(Records)
-*-*-

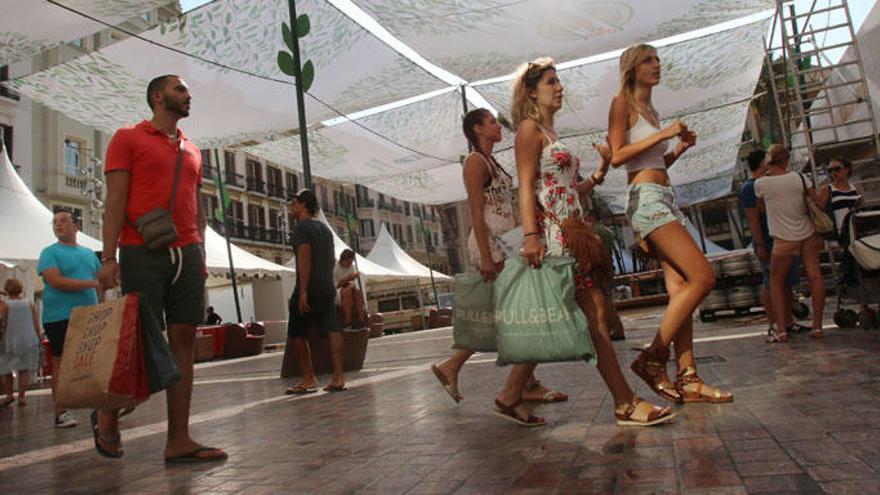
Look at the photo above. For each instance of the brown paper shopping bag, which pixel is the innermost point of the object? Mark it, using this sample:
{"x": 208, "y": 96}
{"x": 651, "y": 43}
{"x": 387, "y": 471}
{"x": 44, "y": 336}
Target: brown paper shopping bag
{"x": 103, "y": 364}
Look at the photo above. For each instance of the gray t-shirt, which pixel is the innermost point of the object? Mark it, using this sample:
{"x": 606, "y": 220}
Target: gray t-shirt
{"x": 321, "y": 290}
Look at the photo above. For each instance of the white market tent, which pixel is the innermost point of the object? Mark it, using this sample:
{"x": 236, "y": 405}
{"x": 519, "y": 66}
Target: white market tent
{"x": 227, "y": 49}
{"x": 370, "y": 271}
{"x": 387, "y": 252}
{"x": 25, "y": 222}
{"x": 26, "y": 228}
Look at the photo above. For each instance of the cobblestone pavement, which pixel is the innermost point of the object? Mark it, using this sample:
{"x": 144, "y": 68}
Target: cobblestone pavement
{"x": 803, "y": 422}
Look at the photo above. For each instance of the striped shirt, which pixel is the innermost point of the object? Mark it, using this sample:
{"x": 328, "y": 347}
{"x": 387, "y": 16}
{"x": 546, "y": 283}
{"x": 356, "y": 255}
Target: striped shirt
{"x": 842, "y": 202}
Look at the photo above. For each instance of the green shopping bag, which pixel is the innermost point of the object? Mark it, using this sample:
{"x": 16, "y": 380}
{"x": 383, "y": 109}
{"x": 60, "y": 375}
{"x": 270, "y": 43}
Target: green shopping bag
{"x": 536, "y": 317}
{"x": 473, "y": 324}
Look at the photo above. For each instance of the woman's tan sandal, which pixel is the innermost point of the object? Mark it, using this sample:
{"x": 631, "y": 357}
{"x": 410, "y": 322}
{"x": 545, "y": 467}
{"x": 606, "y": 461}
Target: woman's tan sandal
{"x": 693, "y": 389}
{"x": 509, "y": 413}
{"x": 642, "y": 413}
{"x": 650, "y": 366}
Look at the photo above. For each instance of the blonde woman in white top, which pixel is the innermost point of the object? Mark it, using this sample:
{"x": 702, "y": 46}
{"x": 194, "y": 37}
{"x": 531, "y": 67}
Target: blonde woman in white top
{"x": 638, "y": 142}
{"x": 782, "y": 192}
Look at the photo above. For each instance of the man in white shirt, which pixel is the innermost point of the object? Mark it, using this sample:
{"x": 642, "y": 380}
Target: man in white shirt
{"x": 348, "y": 294}
{"x": 783, "y": 193}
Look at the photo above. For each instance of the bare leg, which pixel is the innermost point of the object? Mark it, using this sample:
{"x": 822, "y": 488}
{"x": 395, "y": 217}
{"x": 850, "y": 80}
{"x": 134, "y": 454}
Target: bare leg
{"x": 24, "y": 380}
{"x": 336, "y": 341}
{"x": 8, "y": 388}
{"x": 511, "y": 393}
{"x": 684, "y": 338}
{"x": 768, "y": 304}
{"x": 303, "y": 354}
{"x": 359, "y": 312}
{"x": 678, "y": 250}
{"x": 592, "y": 302}
{"x": 181, "y": 338}
{"x": 779, "y": 267}
{"x": 345, "y": 297}
{"x": 810, "y": 256}
{"x": 56, "y": 365}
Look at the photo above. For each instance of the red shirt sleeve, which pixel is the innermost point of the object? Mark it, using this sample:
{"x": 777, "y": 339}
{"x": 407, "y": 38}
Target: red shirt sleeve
{"x": 118, "y": 153}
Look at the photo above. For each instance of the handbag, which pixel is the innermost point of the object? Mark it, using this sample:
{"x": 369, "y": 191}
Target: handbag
{"x": 821, "y": 221}
{"x": 156, "y": 226}
{"x": 473, "y": 323}
{"x": 536, "y": 317}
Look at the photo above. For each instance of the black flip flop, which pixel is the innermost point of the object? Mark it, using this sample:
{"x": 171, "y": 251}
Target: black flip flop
{"x": 193, "y": 456}
{"x": 97, "y": 435}
{"x": 300, "y": 390}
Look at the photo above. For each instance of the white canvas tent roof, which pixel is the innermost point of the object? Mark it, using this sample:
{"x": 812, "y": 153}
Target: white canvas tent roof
{"x": 387, "y": 252}
{"x": 25, "y": 222}
{"x": 228, "y": 55}
{"x": 22, "y": 213}
{"x": 369, "y": 270}
{"x": 245, "y": 263}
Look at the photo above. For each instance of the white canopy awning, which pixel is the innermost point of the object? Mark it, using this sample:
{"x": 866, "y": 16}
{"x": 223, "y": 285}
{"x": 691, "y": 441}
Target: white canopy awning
{"x": 28, "y": 27}
{"x": 26, "y": 228}
{"x": 387, "y": 252}
{"x": 227, "y": 52}
{"x": 369, "y": 270}
{"x": 25, "y": 222}
{"x": 485, "y": 39}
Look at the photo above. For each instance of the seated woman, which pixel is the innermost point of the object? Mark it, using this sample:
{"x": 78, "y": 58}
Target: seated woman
{"x": 348, "y": 294}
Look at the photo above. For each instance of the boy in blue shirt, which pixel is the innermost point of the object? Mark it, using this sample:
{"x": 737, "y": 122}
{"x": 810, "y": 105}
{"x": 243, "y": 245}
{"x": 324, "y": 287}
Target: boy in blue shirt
{"x": 70, "y": 273}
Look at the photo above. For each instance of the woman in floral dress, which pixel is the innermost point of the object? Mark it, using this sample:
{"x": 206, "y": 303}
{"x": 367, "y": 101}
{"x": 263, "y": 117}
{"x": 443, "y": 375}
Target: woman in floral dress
{"x": 490, "y": 197}
{"x": 552, "y": 224}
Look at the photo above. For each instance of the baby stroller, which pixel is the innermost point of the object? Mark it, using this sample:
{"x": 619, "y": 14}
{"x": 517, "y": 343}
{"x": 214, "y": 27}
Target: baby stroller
{"x": 860, "y": 267}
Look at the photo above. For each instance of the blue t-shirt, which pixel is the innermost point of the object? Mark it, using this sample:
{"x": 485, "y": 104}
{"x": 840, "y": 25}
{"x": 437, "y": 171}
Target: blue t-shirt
{"x": 748, "y": 199}
{"x": 73, "y": 262}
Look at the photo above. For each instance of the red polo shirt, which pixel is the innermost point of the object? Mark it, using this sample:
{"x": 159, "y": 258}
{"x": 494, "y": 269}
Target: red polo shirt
{"x": 150, "y": 159}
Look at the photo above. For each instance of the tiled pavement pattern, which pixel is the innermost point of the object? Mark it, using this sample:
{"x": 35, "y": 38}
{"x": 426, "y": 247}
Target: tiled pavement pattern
{"x": 804, "y": 421}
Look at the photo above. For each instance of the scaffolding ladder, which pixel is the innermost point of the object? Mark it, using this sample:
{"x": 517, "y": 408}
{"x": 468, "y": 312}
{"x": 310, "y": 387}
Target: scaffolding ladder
{"x": 822, "y": 100}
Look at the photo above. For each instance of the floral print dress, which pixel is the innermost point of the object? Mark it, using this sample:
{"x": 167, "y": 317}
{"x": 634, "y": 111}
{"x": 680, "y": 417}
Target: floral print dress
{"x": 498, "y": 211}
{"x": 556, "y": 189}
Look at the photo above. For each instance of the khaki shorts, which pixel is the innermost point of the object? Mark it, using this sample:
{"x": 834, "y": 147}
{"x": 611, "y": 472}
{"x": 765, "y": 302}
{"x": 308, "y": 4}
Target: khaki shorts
{"x": 781, "y": 247}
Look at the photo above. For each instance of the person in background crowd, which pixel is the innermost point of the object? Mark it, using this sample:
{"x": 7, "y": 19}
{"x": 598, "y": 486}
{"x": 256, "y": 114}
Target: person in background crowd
{"x": 553, "y": 225}
{"x": 841, "y": 195}
{"x": 490, "y": 197}
{"x": 782, "y": 193}
{"x": 348, "y": 293}
{"x": 213, "y": 318}
{"x": 762, "y": 243}
{"x": 70, "y": 273}
{"x": 312, "y": 303}
{"x": 19, "y": 341}
{"x": 639, "y": 143}
{"x": 139, "y": 169}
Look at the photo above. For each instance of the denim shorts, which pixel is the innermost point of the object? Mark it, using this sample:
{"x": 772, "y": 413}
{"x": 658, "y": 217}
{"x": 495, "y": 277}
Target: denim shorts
{"x": 651, "y": 206}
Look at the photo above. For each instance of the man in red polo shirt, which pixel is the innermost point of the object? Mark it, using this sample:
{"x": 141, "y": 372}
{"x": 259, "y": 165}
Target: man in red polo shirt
{"x": 139, "y": 171}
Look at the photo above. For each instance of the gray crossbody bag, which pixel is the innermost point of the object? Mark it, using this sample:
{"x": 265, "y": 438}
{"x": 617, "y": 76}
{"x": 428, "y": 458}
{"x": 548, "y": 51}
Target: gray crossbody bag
{"x": 156, "y": 226}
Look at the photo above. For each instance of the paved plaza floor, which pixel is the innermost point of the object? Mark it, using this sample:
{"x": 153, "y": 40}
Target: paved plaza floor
{"x": 804, "y": 420}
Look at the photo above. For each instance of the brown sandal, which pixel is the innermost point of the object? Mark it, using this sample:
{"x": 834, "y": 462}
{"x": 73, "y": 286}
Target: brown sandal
{"x": 693, "y": 389}
{"x": 650, "y": 366}
{"x": 509, "y": 413}
{"x": 642, "y": 413}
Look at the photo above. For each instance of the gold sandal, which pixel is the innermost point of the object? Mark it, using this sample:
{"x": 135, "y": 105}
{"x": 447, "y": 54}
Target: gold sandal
{"x": 642, "y": 413}
{"x": 650, "y": 366}
{"x": 693, "y": 389}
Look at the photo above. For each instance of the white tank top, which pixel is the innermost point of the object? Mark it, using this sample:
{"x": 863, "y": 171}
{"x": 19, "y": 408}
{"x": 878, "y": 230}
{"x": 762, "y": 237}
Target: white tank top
{"x": 652, "y": 158}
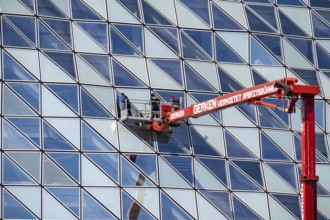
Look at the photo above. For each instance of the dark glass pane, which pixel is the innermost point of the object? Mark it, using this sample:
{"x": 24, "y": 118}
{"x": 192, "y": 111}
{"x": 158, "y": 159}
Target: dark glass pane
{"x": 286, "y": 171}
{"x": 26, "y": 25}
{"x": 223, "y": 21}
{"x": 130, "y": 176}
{"x": 203, "y": 39}
{"x": 290, "y": 2}
{"x": 200, "y": 146}
{"x": 61, "y": 28}
{"x": 64, "y": 60}
{"x": 132, "y": 210}
{"x": 168, "y": 35}
{"x": 259, "y": 55}
{"x": 242, "y": 211}
{"x": 68, "y": 196}
{"x": 30, "y": 93}
{"x": 220, "y": 199}
{"x": 132, "y": 6}
{"x": 235, "y": 148}
{"x": 270, "y": 150}
{"x": 267, "y": 13}
{"x": 217, "y": 167}
{"x": 28, "y": 3}
{"x": 12, "y": 70}
{"x": 305, "y": 46}
{"x": 199, "y": 7}
{"x": 98, "y": 31}
{"x": 195, "y": 81}
{"x": 323, "y": 57}
{"x": 107, "y": 162}
{"x": 321, "y": 29}
{"x": 100, "y": 63}
{"x": 172, "y": 68}
{"x": 227, "y": 83}
{"x": 91, "y": 141}
{"x": 224, "y": 53}
{"x": 13, "y": 209}
{"x": 239, "y": 181}
{"x": 14, "y": 175}
{"x": 68, "y": 93}
{"x": 48, "y": 39}
{"x": 190, "y": 50}
{"x": 183, "y": 165}
{"x": 46, "y": 7}
{"x": 251, "y": 168}
{"x": 151, "y": 16}
{"x": 82, "y": 11}
{"x": 29, "y": 126}
{"x": 10, "y": 37}
{"x": 273, "y": 43}
{"x": 170, "y": 210}
{"x": 133, "y": 33}
{"x": 288, "y": 27}
{"x": 89, "y": 107}
{"x": 70, "y": 162}
{"x": 53, "y": 140}
{"x": 94, "y": 210}
{"x": 320, "y": 3}
{"x": 124, "y": 78}
{"x": 120, "y": 46}
{"x": 257, "y": 24}
{"x": 291, "y": 202}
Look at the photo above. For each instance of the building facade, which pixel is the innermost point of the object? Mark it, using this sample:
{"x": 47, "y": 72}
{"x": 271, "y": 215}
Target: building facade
{"x": 66, "y": 155}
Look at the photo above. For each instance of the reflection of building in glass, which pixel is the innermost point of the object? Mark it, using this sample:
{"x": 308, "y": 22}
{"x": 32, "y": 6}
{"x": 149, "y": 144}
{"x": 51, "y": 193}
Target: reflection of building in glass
{"x": 66, "y": 155}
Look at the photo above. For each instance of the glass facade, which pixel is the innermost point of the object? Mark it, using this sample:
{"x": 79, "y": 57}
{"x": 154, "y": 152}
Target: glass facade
{"x": 66, "y": 155}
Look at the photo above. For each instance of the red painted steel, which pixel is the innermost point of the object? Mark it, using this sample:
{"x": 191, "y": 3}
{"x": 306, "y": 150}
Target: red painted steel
{"x": 285, "y": 87}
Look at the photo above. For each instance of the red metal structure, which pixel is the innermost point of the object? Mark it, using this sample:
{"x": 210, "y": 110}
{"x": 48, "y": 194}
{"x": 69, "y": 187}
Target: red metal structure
{"x": 283, "y": 88}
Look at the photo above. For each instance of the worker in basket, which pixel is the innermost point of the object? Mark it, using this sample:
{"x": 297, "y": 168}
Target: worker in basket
{"x": 154, "y": 102}
{"x": 125, "y": 103}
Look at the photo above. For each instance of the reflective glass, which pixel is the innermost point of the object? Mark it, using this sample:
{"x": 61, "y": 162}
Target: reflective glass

-*-*-

### STATED PROBLEM:
Each line from the one containing "the red metal" to the end of the listing above should be copied exactly, and nothing else.

### SOLUTION:
Look at the photo above. For each instance of the red metal structure, which pixel is the innermost point of the object? Mark it, using this sample:
{"x": 210, "y": 110}
{"x": 48, "y": 194}
{"x": 69, "y": 187}
Target: red metal structure
{"x": 283, "y": 88}
Look at the photo above. For each instance of the worker in basket, which pixel is the innermost point of the object? Mark it, using this sample:
{"x": 297, "y": 168}
Target: worker in basket
{"x": 154, "y": 102}
{"x": 125, "y": 103}
Look at the photo above. For each instance of the reflective glass, which pixel is the innermost point of the object? Mark it, using this sample:
{"x": 61, "y": 162}
Target: reflective glass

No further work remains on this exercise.